フロイトは、システム無意識[System Ubw] あるいは原抑圧[Urverdrängung]と力動的無意識[Dynamik Ubw ]あるいは抑圧された無意識[verdrängtes Unbewußt]を区別した(『無意識』1915年)。


システム無意識[System Ubw] は、欲動の核の身体の上への刻印(固着[Fixierung])であり、欲動衝迫の形式における要求過程化である。〔・・・〕他方、力動的無意識[Dynamik Ubw]は、誤った結びつけ[eine falsche Verkniipfung]のすべてを含んでいる。すなわち、原初の欲動衝迫とそれに伴う防衛的加工を表象する二次的な試みである。言い換えれば症状である。フロイトはこれを、無意識の後裔 [Abkömmling des Unbewussten](『無意識』第6章)と呼んだ。(ポール・バーハウ Paul Verhaeghe、On Being Normal and Other Disorders A Manual for Clinical Psychodiagnostics、2004年)



力動的無意識としての抑圧とは、後期抑圧である。


われわれが治療の仕事で扱う多くの抑圧は、後期抑圧の場合である。それは早期に起こった原抑圧を前提とするものであり、これが新しい状況にたいして引力をあたえる[die meisten Verdrängungen, mit denen wir bei der therapeutischen Arbeit zu tun bekommen, Fälle von Nachdrängen sind. Sie setzen früher erfolgte Urverdrängungen voraus, die auf die neuere Situation ihren anziehenden Einfluß ausüben. ](フロイト『制止、症状、不安』第2章、1926年)
----
課題:
無意識と抑圧に関する本文が言及している著作をすべて挙げ、それぞれに本文が示す年を添えてください。 記録を参照する必要はありません。

提供情報:
----
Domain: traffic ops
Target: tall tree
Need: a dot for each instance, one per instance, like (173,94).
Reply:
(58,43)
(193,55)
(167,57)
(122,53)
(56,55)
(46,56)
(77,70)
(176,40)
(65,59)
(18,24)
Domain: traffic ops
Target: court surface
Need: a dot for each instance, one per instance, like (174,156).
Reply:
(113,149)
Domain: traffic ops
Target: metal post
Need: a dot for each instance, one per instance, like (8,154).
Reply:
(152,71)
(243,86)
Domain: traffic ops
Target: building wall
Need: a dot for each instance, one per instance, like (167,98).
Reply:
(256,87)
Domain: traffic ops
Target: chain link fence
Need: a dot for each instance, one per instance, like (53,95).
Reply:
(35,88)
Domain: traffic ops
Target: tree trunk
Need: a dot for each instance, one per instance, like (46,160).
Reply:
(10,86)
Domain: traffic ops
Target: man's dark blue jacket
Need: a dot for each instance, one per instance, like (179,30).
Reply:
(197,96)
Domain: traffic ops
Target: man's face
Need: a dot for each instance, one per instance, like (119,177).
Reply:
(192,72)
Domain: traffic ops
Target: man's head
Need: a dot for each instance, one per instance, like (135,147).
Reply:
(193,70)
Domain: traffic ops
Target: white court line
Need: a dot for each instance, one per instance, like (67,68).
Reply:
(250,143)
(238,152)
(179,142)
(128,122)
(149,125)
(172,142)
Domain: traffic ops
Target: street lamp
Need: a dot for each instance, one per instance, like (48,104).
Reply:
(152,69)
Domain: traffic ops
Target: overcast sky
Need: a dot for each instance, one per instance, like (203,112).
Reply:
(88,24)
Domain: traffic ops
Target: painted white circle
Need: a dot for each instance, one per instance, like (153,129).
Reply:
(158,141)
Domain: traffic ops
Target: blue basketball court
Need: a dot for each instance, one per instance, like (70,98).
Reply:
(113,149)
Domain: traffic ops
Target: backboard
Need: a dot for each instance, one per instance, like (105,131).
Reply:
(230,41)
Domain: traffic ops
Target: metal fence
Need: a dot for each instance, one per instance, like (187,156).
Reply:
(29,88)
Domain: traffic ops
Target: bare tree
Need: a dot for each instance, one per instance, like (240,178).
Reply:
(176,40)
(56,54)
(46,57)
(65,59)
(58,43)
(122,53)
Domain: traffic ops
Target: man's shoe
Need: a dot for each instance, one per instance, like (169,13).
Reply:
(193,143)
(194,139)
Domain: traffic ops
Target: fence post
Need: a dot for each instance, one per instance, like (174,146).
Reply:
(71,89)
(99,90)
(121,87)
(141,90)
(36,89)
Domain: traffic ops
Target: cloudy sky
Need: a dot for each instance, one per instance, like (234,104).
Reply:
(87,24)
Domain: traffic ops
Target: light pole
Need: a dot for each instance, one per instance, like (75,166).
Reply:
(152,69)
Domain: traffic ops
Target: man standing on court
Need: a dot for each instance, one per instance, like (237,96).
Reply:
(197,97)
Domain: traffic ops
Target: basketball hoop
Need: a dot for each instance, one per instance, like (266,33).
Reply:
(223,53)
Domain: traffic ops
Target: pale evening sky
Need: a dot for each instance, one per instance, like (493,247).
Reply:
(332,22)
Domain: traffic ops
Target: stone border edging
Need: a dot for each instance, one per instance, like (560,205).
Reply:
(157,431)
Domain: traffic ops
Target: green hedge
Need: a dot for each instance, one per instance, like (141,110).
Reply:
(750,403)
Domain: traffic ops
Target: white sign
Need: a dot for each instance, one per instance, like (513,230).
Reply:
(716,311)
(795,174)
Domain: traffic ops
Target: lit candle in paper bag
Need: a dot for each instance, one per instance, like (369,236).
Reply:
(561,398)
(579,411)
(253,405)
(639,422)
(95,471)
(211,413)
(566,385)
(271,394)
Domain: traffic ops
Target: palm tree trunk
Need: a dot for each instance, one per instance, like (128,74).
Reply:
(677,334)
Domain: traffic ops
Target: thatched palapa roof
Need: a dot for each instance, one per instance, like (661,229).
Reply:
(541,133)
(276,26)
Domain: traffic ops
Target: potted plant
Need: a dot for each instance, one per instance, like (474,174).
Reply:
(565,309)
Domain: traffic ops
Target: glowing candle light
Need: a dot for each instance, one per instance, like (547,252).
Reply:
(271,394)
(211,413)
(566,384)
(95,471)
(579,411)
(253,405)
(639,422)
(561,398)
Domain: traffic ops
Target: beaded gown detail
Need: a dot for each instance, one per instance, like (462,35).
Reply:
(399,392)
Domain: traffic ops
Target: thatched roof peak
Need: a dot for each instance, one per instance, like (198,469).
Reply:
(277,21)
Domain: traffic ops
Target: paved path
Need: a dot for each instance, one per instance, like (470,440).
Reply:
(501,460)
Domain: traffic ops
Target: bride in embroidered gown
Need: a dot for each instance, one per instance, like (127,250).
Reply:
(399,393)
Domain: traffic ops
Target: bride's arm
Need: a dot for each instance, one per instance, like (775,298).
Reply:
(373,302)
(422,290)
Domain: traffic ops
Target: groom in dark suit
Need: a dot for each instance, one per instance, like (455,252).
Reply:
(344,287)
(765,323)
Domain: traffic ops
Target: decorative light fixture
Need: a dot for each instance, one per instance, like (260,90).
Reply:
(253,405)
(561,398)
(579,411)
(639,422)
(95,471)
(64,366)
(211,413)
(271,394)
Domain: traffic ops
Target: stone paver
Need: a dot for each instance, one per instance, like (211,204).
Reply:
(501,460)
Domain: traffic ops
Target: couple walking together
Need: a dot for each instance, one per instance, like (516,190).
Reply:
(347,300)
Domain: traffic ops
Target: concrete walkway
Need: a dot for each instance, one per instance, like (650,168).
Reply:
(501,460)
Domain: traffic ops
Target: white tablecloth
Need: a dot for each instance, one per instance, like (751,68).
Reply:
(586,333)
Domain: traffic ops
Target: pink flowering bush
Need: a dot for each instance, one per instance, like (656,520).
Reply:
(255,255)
----
解答:
・『無意識』(1915年)
・On Being Normal and Other Disorders A Manual for Clinical Psychodiagnostics(2004年)
・『制止、症状、不安』(1926年)